CONSIGNA => Reescribe como una lista breve el párrafo del fragmento que empieza con «Las tres fueron repatriadas» y conserva sus datos principales.

FRAGMENTO SELECCIONADO =>
+---+

Ya le habían ofrecido ropa seca cuando escuchó un grito:
— ¡Mamá!
María Inés se ríe antes de contar lo que sigue, porque es la muestra de que sus hijas también habían heredado la costumbre familiar de no dramatizar. Tenía el pelo mojado pegado a la cara, raya al medio, y aunque se emocionaron al verla, después su hija le confesó lo que pensó apenas la vio:
— Ay mamá, parecías Patoruzú.
Tal como había calculado María Inés, sus hijas habían subido a un bote salvavidas y habían sido evacuadas. Las dos le contaron que se habían angustiado cuando les dijeron “ya han sacado a todos del barco, lo cual era una vil mentira”. Pero la conocían y, durante las horas en que la buscaron en la oscuridad, aplacaron la angustia con una certeza: “Es mamá, de alguna forma se las va a arreglar’.
Las tres fueron repatriadas y pasaron a integrar la lista de 18 sobrevivientes argentinos del Costa Concordia. Desde entonces, María Inés se jubiló -ya no es jueza ni docente-, siguió usando el tapado y las botas con pensamiento lógico - “¿por qué las iba a tirar si sólo se habían mojado?”- y el famoso capitán Schettino -famoso por haber estado “enfiestado” y haberse fugado cuando el barco se hundía- fue condenado a 16 años de prisión por los delitos de naufragio culposo, homicidio culposo, abandono de la nave, entre otros.
Ya es media mañana y María Inés está por salir a su clase de natación. Sobre el final dice que no, no siente que la experiencia límite la haya empujado a valorar más, a agradecer más, a disfrutar más.
“En absoluto -interrumpe la sensiblería-. No sentí ‘bueno, ahora que sobreviví me doy cuenta de que la vida es muy importante’. Yo siempre he paladeado lo que tenía, he gozado. Mi nieta me dice ‘ay abuela, la cara que ponés cuando tomás tu cafecito con tus dos tostadas... parecés un gato que lo están acariciando’. Mire, yo tenía 72 años en ese momento. Ahogarme sin luchar no, por supuesto, pero si me hubiera ahogado, si hubiera llegado a la conclusión de ‘bueno, adiós’, era toda una vida vivida, una buena vida”.

+---+

DATOS PROPORCIONADOS =>
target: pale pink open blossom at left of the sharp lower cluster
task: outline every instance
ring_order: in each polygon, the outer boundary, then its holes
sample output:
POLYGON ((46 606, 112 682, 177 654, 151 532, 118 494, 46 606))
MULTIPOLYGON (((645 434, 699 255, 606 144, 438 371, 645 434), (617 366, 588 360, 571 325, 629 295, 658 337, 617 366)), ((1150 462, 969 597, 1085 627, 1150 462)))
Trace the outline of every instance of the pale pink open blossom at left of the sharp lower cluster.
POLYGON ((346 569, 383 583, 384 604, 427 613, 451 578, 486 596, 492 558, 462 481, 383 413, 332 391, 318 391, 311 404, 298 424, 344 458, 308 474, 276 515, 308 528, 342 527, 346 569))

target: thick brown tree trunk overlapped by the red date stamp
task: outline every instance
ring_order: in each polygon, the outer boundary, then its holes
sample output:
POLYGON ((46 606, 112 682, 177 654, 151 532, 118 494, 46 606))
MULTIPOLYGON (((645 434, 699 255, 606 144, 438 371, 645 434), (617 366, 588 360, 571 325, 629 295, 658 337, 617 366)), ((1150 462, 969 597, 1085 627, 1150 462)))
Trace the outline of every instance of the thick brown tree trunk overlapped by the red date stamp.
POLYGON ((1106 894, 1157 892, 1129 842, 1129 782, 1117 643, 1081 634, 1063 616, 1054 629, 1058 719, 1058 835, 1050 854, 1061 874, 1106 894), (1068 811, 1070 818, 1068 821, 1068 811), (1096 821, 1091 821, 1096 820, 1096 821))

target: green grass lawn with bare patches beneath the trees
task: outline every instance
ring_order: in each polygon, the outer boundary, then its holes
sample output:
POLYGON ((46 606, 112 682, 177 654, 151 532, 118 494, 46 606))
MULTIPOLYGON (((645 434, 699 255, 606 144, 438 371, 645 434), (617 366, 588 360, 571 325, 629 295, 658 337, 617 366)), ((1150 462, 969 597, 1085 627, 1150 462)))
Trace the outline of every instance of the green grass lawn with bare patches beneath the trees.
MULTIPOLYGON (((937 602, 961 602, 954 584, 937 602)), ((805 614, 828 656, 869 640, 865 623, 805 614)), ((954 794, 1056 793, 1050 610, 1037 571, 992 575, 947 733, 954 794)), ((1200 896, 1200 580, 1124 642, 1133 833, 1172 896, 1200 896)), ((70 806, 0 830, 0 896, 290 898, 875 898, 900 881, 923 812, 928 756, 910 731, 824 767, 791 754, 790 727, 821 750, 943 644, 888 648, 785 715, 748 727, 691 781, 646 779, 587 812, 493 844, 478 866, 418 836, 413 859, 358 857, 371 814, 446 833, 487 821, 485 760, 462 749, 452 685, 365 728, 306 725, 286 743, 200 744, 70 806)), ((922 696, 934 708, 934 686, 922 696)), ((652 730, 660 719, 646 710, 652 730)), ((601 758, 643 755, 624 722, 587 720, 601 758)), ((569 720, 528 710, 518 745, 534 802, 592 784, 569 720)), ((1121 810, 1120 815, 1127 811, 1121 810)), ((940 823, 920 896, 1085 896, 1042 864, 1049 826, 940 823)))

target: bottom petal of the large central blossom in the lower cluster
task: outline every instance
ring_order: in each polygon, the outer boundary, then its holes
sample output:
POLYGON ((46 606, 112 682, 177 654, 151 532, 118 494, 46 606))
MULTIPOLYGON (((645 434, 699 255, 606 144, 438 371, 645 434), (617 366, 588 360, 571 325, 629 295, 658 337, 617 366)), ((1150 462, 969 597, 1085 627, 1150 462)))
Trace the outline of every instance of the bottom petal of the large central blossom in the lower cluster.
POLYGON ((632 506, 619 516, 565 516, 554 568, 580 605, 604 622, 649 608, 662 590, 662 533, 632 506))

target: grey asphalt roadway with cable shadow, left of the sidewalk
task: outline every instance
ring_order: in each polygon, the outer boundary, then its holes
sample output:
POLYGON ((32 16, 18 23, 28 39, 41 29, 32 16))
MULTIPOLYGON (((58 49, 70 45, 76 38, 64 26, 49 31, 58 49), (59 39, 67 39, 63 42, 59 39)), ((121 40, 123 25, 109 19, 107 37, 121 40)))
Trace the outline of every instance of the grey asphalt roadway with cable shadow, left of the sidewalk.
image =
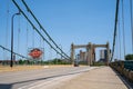
POLYGON ((93 68, 64 67, 29 71, 1 72, 0 89, 49 89, 55 83, 71 79, 93 68))

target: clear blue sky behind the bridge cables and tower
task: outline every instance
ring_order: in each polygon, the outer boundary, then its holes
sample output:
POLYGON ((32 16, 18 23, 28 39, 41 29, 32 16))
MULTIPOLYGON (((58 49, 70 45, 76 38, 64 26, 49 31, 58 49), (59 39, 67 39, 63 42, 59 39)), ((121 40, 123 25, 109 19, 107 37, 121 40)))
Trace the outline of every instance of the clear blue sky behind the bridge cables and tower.
MULTIPOLYGON (((21 0, 16 0, 23 8, 21 0)), ((110 42, 112 49, 113 30, 114 30, 114 14, 116 0, 25 0, 35 17, 42 23, 44 29, 53 38, 53 40, 62 46, 62 49, 70 55, 70 46, 110 42)), ((126 53, 131 53, 131 29, 130 29, 130 13, 129 0, 124 0, 125 14, 125 37, 126 37, 126 53)), ((17 7, 11 0, 0 0, 0 44, 10 49, 10 26, 11 16, 18 12, 17 7), (9 14, 7 14, 9 6, 9 14), (8 20, 7 20, 8 19, 8 20), (8 23, 7 23, 8 21, 8 23), (7 28, 8 26, 8 28, 7 28), (9 32, 6 32, 6 31, 9 32), (8 42, 6 43, 6 40, 8 42)), ((120 14, 121 16, 121 14, 120 14)), ((31 18, 31 17, 30 17, 31 18)), ((33 21, 34 22, 34 21, 33 21)), ((32 48, 32 28, 28 24, 29 43, 28 48, 32 48)), ((28 52, 25 48, 27 36, 27 20, 23 16, 14 19, 14 50, 24 55, 28 52), (19 19, 20 18, 20 19, 19 19), (19 23, 20 20, 20 23, 19 23), (18 29, 20 24, 20 44, 18 48, 18 29)), ((34 33, 35 36, 37 33, 34 33)), ((39 37, 34 37, 34 47, 39 47, 39 37)), ((43 47, 43 46, 42 46, 43 47)), ((123 48, 123 47, 122 47, 123 48)), ((55 57, 55 52, 50 56, 50 48, 44 44, 45 59, 55 57)), ((98 50, 99 51, 99 50, 98 50)), ((123 51, 123 49, 122 49, 123 51)), ((78 52, 78 51, 76 51, 78 52)), ((7 53, 10 58, 10 55, 7 53)), ((4 57, 3 50, 0 49, 0 59, 4 57)), ((99 58, 99 52, 96 55, 99 58)), ((116 57, 116 56, 115 56, 116 57)))

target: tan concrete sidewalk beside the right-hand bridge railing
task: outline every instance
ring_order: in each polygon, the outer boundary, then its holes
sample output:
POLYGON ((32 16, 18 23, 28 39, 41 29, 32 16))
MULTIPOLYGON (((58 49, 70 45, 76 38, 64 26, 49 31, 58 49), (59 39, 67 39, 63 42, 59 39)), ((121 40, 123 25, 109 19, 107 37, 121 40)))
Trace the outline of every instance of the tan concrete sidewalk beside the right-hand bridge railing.
POLYGON ((80 75, 58 89, 127 89, 110 67, 100 67, 80 75))

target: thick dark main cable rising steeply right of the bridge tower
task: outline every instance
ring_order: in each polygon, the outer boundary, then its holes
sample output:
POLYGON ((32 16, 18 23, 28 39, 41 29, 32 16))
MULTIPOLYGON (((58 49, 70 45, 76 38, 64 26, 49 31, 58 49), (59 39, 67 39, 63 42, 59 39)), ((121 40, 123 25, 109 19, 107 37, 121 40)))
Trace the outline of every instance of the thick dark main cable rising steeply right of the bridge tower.
POLYGON ((119 13, 119 2, 120 2, 120 0, 116 0, 115 21, 114 21, 114 36, 113 36, 113 47, 112 47, 111 61, 112 61, 113 56, 114 56, 114 47, 115 47, 115 38, 116 38, 116 24, 117 24, 117 13, 119 13))

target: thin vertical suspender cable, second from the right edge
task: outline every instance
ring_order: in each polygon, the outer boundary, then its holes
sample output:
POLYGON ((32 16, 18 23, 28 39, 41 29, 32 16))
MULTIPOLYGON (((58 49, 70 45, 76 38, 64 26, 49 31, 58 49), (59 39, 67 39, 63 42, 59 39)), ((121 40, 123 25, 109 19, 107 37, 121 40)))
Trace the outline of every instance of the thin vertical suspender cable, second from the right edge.
POLYGON ((125 29, 124 29, 124 3, 122 0, 122 29, 123 29, 123 48, 124 48, 124 58, 125 58, 125 29))

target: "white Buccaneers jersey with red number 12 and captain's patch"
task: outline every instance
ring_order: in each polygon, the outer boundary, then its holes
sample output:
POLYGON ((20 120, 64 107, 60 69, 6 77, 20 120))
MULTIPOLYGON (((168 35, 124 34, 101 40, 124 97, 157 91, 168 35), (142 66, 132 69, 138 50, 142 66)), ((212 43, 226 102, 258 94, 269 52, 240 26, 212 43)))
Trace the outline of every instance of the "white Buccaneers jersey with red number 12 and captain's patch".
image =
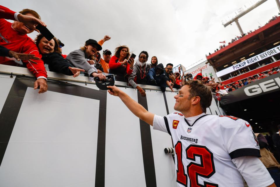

+---+

RESULTADO =>
- Las tres fueron repatriadas y quedaron entre los 18 sobrevivientes argentinos del Costa Concordia.
- María Inés se jubiló y ya no es jueza ni docente.
- Siguió usando el tapado y las botas, porque solo se habían mojado.
- El capitán Schettino, famoso por haber estado de fiesta y por haber huido mientras el barco se hundía, fue condenado a 16 años de prisión por naufragio culposo, homicidio culposo y abandono de la nave, entre otros delitos.